### PAGE EXTRACT:
__________

Cineworld looks set to join Odeon in refusing to show Universal movies in its cinemas when they eventually reopen, as the row escalates.
Well, things are escalating.
Yesterday, we reported on the growing row between Odeon Cinemas parent AMC and Universal, over the latter’s confirmation that it’s going to look at exploring more premium video on demand releases in the future. This follows the success of Trolls World Tour, that the studio opted to release straight to on demand, rather than delay its cinema release until later in the year. Stories have been plentiful this week about just how commercially well Trolls World Tour has done.
AMC has, as you probably know, introduced an outright ban on showing Universal releases going forward, until the studio engages in dialogue with exhibitors. Other cinema chains in the US are standing alongside AMC as well, with Regal throwing its weight behind its fellow exhibitor.
The issue is that Universal has indicated, seemingly without discussion with exhibitors, that it’ll be looking to look at releasing films on demand in tandem with theatrical in some cases. It would be fair to say it didn’t go down very well with some in the industry.
Now Cineworld in the UK has had its say as well, and has criticised Universal for what it calls “inappropriate” behaviour. It also added that the chain will no longer show films that “fail to respect the windows” of a cinema release. It’s pretty clear who that is aimed at.
“Universal unilaterally chose to break our understanding and did so at the height of the Covid-19 crisis when our business is closed”, Cineworld has said in a statement, noting that “more than 35,000 employees are at home and when we do not yet have a clear date for the reopening of our cinemas”

__________

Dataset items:
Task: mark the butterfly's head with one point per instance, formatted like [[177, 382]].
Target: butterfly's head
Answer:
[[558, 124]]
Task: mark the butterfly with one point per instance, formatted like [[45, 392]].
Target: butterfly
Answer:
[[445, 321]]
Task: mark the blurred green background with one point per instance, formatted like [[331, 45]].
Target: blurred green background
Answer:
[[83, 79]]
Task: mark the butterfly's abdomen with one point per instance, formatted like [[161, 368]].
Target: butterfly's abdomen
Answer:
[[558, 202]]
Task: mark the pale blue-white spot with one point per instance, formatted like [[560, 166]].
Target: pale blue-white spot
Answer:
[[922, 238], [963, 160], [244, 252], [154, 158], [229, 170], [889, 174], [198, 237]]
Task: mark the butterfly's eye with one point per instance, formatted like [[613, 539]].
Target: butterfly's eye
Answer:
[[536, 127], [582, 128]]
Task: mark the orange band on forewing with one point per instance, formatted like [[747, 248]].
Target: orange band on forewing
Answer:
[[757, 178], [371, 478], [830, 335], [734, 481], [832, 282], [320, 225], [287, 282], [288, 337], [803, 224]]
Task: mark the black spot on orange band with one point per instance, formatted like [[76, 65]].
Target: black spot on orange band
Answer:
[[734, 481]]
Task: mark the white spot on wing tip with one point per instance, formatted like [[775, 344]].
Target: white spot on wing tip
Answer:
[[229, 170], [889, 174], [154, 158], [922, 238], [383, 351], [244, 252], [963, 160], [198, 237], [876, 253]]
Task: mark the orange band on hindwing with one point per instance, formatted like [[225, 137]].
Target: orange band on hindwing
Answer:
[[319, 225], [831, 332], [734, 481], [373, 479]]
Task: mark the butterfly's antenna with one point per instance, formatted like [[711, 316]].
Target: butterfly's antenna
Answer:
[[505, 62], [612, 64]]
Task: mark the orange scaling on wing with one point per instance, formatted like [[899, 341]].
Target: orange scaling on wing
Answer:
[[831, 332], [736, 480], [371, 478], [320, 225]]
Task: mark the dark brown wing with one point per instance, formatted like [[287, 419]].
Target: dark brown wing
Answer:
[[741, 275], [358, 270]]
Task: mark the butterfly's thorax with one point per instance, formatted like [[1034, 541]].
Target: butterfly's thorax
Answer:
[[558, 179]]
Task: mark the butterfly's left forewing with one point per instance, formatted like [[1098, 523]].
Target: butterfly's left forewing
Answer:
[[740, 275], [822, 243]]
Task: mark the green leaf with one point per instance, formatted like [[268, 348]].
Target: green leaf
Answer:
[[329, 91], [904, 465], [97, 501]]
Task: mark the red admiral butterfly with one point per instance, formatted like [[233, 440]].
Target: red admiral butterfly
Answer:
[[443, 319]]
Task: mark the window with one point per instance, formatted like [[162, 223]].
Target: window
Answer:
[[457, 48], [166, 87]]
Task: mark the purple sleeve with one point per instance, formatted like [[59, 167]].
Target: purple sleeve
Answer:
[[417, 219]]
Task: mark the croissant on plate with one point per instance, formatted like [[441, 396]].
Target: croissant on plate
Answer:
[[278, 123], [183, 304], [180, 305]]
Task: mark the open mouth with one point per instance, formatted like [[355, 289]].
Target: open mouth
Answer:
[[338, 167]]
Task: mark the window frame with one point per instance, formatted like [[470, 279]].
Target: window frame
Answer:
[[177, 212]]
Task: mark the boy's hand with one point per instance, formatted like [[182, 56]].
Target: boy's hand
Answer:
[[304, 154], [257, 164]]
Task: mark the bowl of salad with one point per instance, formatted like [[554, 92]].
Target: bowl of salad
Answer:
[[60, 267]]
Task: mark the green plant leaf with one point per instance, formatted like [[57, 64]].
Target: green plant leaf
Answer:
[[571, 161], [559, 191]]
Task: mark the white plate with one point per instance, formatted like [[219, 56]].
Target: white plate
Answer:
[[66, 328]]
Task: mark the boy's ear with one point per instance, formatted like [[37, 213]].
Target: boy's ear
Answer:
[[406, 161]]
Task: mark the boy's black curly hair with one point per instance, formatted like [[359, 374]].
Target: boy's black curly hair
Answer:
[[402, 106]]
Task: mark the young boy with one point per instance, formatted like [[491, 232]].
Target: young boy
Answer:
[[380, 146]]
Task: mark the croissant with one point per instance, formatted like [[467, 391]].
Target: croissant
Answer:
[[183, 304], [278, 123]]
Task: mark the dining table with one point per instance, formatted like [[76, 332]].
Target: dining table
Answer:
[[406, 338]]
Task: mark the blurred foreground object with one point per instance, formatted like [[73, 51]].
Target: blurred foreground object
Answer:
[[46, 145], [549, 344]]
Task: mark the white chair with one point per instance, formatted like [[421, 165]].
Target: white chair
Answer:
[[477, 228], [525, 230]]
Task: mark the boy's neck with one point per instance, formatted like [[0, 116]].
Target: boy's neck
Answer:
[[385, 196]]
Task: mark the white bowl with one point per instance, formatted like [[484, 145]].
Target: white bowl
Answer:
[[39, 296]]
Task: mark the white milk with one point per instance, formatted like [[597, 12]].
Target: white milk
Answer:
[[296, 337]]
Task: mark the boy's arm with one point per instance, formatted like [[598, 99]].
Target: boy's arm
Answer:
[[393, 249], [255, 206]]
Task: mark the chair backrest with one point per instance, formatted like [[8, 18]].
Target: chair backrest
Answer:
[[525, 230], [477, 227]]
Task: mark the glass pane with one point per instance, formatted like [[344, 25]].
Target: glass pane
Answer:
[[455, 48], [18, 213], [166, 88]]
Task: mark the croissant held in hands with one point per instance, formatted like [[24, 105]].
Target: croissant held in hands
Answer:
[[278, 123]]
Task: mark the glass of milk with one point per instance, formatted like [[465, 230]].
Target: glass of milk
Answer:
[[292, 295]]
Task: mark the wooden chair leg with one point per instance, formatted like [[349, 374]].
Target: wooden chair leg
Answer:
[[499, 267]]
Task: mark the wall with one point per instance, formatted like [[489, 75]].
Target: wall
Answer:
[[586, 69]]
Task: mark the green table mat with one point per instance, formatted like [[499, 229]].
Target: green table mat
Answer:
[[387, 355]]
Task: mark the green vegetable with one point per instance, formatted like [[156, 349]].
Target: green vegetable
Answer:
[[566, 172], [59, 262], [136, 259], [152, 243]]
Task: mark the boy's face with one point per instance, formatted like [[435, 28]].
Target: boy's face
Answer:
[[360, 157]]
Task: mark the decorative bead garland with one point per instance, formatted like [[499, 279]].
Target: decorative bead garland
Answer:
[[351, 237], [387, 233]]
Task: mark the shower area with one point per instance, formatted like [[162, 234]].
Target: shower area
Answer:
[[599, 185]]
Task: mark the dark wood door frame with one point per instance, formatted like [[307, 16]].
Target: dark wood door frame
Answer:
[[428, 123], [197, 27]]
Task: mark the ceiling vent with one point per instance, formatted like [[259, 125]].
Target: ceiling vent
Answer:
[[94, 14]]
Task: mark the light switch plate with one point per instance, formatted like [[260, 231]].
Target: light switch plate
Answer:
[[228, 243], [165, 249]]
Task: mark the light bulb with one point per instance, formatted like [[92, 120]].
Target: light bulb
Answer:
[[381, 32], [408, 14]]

__________

### EXERCISE REQUIREMENTS:
1 > Name every cinema chain mentioned in the article about the Universal row.
2 > Carry on the article about the cinema chains' dispute with Universal from the point where it stops.
The entries have nothing to do with what is asked here.

### EXPECTED OUTPUTS:
1 > Cineworld, Odeon, AMC, Regal

2 >
“Universal’s move is completely inappropriate and certainly has nothing to do with good faith business practice, partnership and transparency”.
“Cineworld’s roots go back 90 years in the industry and it was always open to showing any movie as long as the rules were kept and not changed by one sided moves. Today we make it clear again that we will not be showing movies that fail to respect the windows as it does not make any economic sense for us”, it wrote, arguing “Universal was the only studio that tried to take advantage of the current crisis and provide a ‘day-and-date’ release of a movie that was not yet released”.
The full statement is over at the Screen site, here.
Universal, for its part, has said in the US that it still believes in the theatrical experience “and made no statement to the contrary”, and stuck to its plan to “expect to release future films directly to theatres, as well as on PVOD when that distribution outlet makes sense”
Bottom line: we’ve not heard the last of this. And with cinemas some weeks away from reopening, there’s no rush on anybody’s side to get this sorted out imminently.